__Task requirements__.
Carry on the article below about the Karzai family's ties to the opium trade, starting right after its last sentence.

__Text block__.
Karzai family tied to opium trade but protected by C.I.A.
Karzai family tied to opium trade but protected by C.I.A.
Credits: 
YURI CORTEZ/AFP/Getty

The anticorruption campaign against Afghan President Hamid Karzai’s administration has become a web even more tangled because crooked elements within the Karzai regime are being paid off by the Central Intelligence Agency (C.I.A.), according to Afghan and American officials.

We learn something new every day covering the corruption investigations in Kabul. Earlier this year we learned that Mr. Karzai’s family had their fingerprints on Taliban blood and drug money:

On Jan. 14 a U.S.-trained special task force raided the headquarters of money transfer company New Ansari Exchange and discovered that New Ansari was helping to launder profits from the illicit opium trade and moved Taliban money that had been earned through extortion and drug trafficking. The crime unit also found links between the money transfers and some of the most powerful political and business figures in the country, including relatives of Mr. Karzai.

Much of the New Ansari cash was primarily being couriered from Kabul and Kandahar to Dubai, where many Afghan officials maintain second homes and live in splendor.

This week alone currency counters were being installed at the Kabul airport to trace bills to see if billions of dollars of foreign aid was being diverted to feed the drug trade. Authorities also want to eliminate the practice of allowing government officials and other well-connected figures from boarding planes with suitcases packed with undeclared cash.

__Recorded data__.
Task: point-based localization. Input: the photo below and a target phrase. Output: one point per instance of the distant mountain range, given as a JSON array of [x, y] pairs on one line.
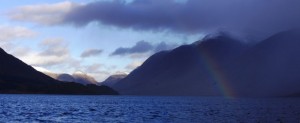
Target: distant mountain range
[[78, 77], [221, 65], [18, 77], [113, 79]]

__Answer__.
We also saw President Karzai commit what could potentially be classified as an abuse of power when he directly intervened to win the quick release of senior aide Mohammad Zia Salehi who had been arrested for soliciting a bribe to impede an American-backed investigation of New Ansari. The corruption case against Salehi is wider than previously thought and Karzai wanted to prevent Salehi from spilling his guts to investigators

And in a not-too-transparent effort to consolidate power and control anticorruption forces that threaten Karzai’s power, the government announced new rules to rein in American-backed enforcement agencies. Meanwhile a former American ambassador to Kabul admitted that Afghan President Hamid Karzai relied on corruption to survive politically.

It appeared as if the noose had been tightening around the Karzai clan, but this latest revelation has made bringing down the Karzai regime that much more difficult.

The aforementioned Karzai aide, Mr. Salehi, who heads Afghanistan’s National Security Council, has been on the C.I.A. payroll for years in a role that is still unclear, officials in D.C. and Kabul said on Wednesday. Dexter Filkins and Mark Mazzetti in a New York Times piece point out the dilemma the U.S. has now put themselves in:

Mr. Salehi’s relationship with the C.I.A. underscores deep contradictions at the heart of the Obama administration’s policy in Afghanistan, with American officials simultaneously demanding that Mr. Karzai root out the corruption that pervades his government while sometimes subsidizing the very people suspected of perpetrating it.

It appears the U.S. is leery to get too involved trying to stop corruption in Afghanistan because they want to focus on making progress on the military and reconstruction fronts.

“Fighting corruption is the very definition of mission creep,” one Obama administration official said.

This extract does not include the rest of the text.